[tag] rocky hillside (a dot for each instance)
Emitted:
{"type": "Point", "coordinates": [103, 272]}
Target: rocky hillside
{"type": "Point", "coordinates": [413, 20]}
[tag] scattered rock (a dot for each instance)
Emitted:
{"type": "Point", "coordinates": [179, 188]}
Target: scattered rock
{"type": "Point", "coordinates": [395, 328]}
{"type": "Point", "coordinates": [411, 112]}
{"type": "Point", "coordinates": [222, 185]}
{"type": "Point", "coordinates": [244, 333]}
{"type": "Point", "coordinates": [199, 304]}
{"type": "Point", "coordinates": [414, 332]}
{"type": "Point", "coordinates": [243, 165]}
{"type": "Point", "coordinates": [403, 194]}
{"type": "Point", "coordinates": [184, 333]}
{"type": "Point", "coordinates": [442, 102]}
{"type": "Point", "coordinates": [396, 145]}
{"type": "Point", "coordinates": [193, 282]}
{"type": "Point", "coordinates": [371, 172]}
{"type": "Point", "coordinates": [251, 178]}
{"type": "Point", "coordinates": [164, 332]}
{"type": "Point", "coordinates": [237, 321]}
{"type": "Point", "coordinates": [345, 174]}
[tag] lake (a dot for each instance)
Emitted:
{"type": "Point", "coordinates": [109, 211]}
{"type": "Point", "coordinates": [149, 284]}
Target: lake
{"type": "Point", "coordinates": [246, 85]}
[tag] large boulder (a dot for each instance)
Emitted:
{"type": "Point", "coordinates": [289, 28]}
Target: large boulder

→ Stated task:
Reproduce every line of the records above, word for word and in the same order.

→ Written solution:
[tag] rocky hillside (a dot for each instance)
Emitted:
{"type": "Point", "coordinates": [103, 272]}
Target: rocky hillside
{"type": "Point", "coordinates": [413, 20]}
[tag] scattered rock (a dot for each instance)
Emitted:
{"type": "Point", "coordinates": [179, 188]}
Target: scattered rock
{"type": "Point", "coordinates": [395, 328]}
{"type": "Point", "coordinates": [411, 112]}
{"type": "Point", "coordinates": [222, 185]}
{"type": "Point", "coordinates": [244, 333]}
{"type": "Point", "coordinates": [199, 304]}
{"type": "Point", "coordinates": [414, 332]}
{"type": "Point", "coordinates": [243, 165]}
{"type": "Point", "coordinates": [403, 194]}
{"type": "Point", "coordinates": [184, 333]}
{"type": "Point", "coordinates": [442, 102]}
{"type": "Point", "coordinates": [396, 145]}
{"type": "Point", "coordinates": [193, 282]}
{"type": "Point", "coordinates": [371, 172]}
{"type": "Point", "coordinates": [251, 178]}
{"type": "Point", "coordinates": [164, 332]}
{"type": "Point", "coordinates": [237, 321]}
{"type": "Point", "coordinates": [345, 174]}
[tag] lake (a dot for each instance)
Emitted:
{"type": "Point", "coordinates": [109, 211]}
{"type": "Point", "coordinates": [149, 284]}
Target: lake
{"type": "Point", "coordinates": [246, 85]}
[tag] large boulder (a dot for each instance)
Emitted:
{"type": "Point", "coordinates": [289, 28]}
Target: large boulder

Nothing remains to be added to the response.